**Source records:**
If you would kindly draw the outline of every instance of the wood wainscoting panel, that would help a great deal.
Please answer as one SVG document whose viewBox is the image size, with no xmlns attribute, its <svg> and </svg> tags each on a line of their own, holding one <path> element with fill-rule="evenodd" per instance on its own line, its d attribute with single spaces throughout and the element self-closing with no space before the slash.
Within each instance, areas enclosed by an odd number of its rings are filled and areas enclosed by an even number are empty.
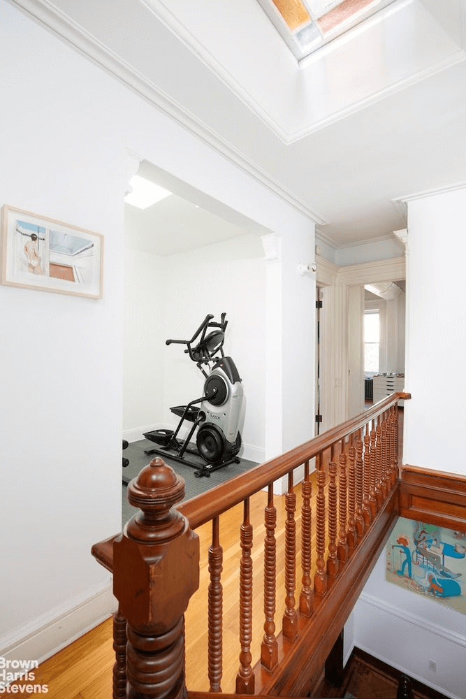
<svg viewBox="0 0 466 699">
<path fill-rule="evenodd" d="M 403 466 L 400 517 L 466 531 L 466 476 Z"/>
</svg>

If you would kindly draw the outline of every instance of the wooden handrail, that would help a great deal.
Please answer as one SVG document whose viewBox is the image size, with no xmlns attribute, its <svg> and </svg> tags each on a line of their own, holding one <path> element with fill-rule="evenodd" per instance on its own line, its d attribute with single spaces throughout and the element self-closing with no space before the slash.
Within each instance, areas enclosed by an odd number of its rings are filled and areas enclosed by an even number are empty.
<svg viewBox="0 0 466 699">
<path fill-rule="evenodd" d="M 125 682 L 127 697 L 186 699 L 184 612 L 199 581 L 198 542 L 193 530 L 207 522 L 212 522 L 212 541 L 209 549 L 207 665 L 210 691 L 221 691 L 219 517 L 240 503 L 243 518 L 237 572 L 240 647 L 236 691 L 249 695 L 256 691 L 289 696 L 308 693 L 319 679 L 326 654 L 345 623 L 397 516 L 396 406 L 399 401 L 410 397 L 406 393 L 392 394 L 320 436 L 176 507 L 183 497 L 183 480 L 161 459 L 154 459 L 143 469 L 128 487 L 131 504 L 142 512 L 130 519 L 122 534 L 92 549 L 99 563 L 114 573 L 114 593 L 119 604 L 115 617 L 117 661 L 114 668 L 114 699 L 126 699 Z M 323 457 L 328 449 L 330 463 Z M 314 457 L 317 489 L 312 519 L 310 461 Z M 305 480 L 300 486 L 303 496 L 296 514 L 293 473 L 302 465 Z M 288 490 L 284 498 L 284 558 L 279 568 L 284 570 L 282 592 L 286 596 L 282 630 L 275 635 L 274 578 L 279 566 L 272 487 L 285 475 Z M 316 477 L 312 476 L 314 480 Z M 262 540 L 264 635 L 261 659 L 254 665 L 252 552 L 256 525 L 250 517 L 250 500 L 264 489 L 268 491 L 263 521 L 265 535 Z M 298 523 L 302 575 L 297 574 Z M 312 570 L 312 525 L 316 533 L 314 555 L 316 556 L 316 569 Z M 302 586 L 296 590 L 299 580 Z M 124 666 L 125 619 L 127 655 Z M 290 667 L 290 662 L 293 667 Z"/>
<path fill-rule="evenodd" d="M 177 509 L 189 520 L 191 529 L 196 529 L 230 507 L 242 503 L 254 493 L 268 487 L 270 483 L 286 475 L 292 468 L 314 458 L 332 444 L 335 444 L 349 434 L 361 429 L 388 408 L 396 405 L 398 401 L 407 401 L 410 398 L 411 394 L 409 393 L 392 394 L 364 412 L 327 430 L 319 437 L 314 437 L 279 456 L 259 464 L 227 482 L 221 483 L 210 490 L 208 494 L 203 493 L 181 503 L 177 505 Z M 113 536 L 94 544 L 92 549 L 94 558 L 110 572 L 113 570 L 113 544 L 119 536 L 119 533 L 114 534 Z"/>
<path fill-rule="evenodd" d="M 279 456 L 261 463 L 231 480 L 221 483 L 214 490 L 203 493 L 181 503 L 177 509 L 189 520 L 191 529 L 196 529 L 230 507 L 243 502 L 246 498 L 267 488 L 269 483 L 288 475 L 291 469 L 314 459 L 333 444 L 336 444 L 348 435 L 361 429 L 368 422 L 395 405 L 399 401 L 406 401 L 410 398 L 411 394 L 408 393 L 391 394 L 364 412 L 327 430 L 319 437 L 314 437 Z"/>
</svg>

**REQUEST:**
Update the source records, beginning at the line that contains "handrail, that would help a great deal." and stopping after the line that contains "125 682 L 127", so that "wooden handrail" becomes "stair railing" and everything else stays unchanged. Give only those lines.

**FINAL RESULT:**
If you would kindly draw the outline of every instance of the stair railing, that would help a great deal.
Please answer as one SVG document whose viewBox is the image size, with no xmlns attribute, its <svg> and </svg> tags each on a line of their own, holding one <path> element with fill-rule="evenodd" per instance on its own line, its d attribute with single spaces throughout and the element self-closing with no space before the slash.
Within each instance, areas enclosed by an odd number of its rings are filled and areas enclosed by an even number are empty.
<svg viewBox="0 0 466 699">
<path fill-rule="evenodd" d="M 125 682 L 127 697 L 186 699 L 184 612 L 199 581 L 198 542 L 193 530 L 207 522 L 212 522 L 212 541 L 209 549 L 207 665 L 210 691 L 221 691 L 219 517 L 240 503 L 243 518 L 237 572 L 240 647 L 236 691 L 249 695 L 256 691 L 289 696 L 308 693 L 319 679 L 326 654 L 345 623 L 397 516 L 396 406 L 399 401 L 410 397 L 406 393 L 392 394 L 320 436 L 176 507 L 183 497 L 183 480 L 161 459 L 154 459 L 143 469 L 128 487 L 131 504 L 142 512 L 130 519 L 122 534 L 92 549 L 99 563 L 114 573 L 114 593 L 119 604 L 115 617 L 117 661 L 114 668 L 114 699 L 126 699 Z M 323 457 L 328 449 L 330 463 Z M 314 457 L 317 489 L 312 519 L 310 461 Z M 305 480 L 300 486 L 303 496 L 296 514 L 293 473 L 302 465 Z M 288 490 L 284 498 L 284 558 L 279 568 L 284 570 L 282 592 L 286 596 L 282 630 L 275 635 L 274 578 L 279 566 L 272 487 L 285 475 Z M 316 477 L 312 476 L 314 480 Z M 262 540 L 264 635 L 261 659 L 254 665 L 252 552 L 256 525 L 250 517 L 250 500 L 264 489 L 268 491 L 263 521 L 265 535 Z M 298 523 L 302 575 L 297 574 Z M 312 570 L 312 525 L 316 533 L 314 555 L 316 556 L 316 569 Z M 302 586 L 296 590 L 299 580 Z M 124 666 L 125 619 L 127 655 Z M 290 667 L 290 662 L 293 667 Z"/>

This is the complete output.